* _Data lines_

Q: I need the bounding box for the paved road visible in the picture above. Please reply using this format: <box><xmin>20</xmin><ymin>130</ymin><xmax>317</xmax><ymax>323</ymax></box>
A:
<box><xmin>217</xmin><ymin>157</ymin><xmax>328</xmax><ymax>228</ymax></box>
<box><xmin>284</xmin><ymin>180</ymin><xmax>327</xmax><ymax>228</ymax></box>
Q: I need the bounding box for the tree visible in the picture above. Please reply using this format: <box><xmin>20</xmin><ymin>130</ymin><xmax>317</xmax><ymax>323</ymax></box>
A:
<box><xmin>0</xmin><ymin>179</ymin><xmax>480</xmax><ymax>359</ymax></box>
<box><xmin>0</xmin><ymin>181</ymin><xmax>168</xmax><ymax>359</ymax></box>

* _Task details_
Rewrite all the records above with "bounding box" swapped for "enclosing box" wherever it occurs, changing nothing else.

* _Written solution_
Q: I need the enclosing box for the paved road visible in the picture above. Please reply using this format: <box><xmin>20</xmin><ymin>130</ymin><xmax>317</xmax><ymax>323</ymax></box>
A:
<box><xmin>217</xmin><ymin>157</ymin><xmax>328</xmax><ymax>228</ymax></box>
<box><xmin>284</xmin><ymin>180</ymin><xmax>327</xmax><ymax>228</ymax></box>
Q: I need the enclosing box for the tree visible in the picture above. Please reply using this format: <box><xmin>20</xmin><ymin>130</ymin><xmax>317</xmax><ymax>323</ymax></box>
A:
<box><xmin>0</xmin><ymin>179</ymin><xmax>480</xmax><ymax>359</ymax></box>
<box><xmin>0</xmin><ymin>181</ymin><xmax>168</xmax><ymax>359</ymax></box>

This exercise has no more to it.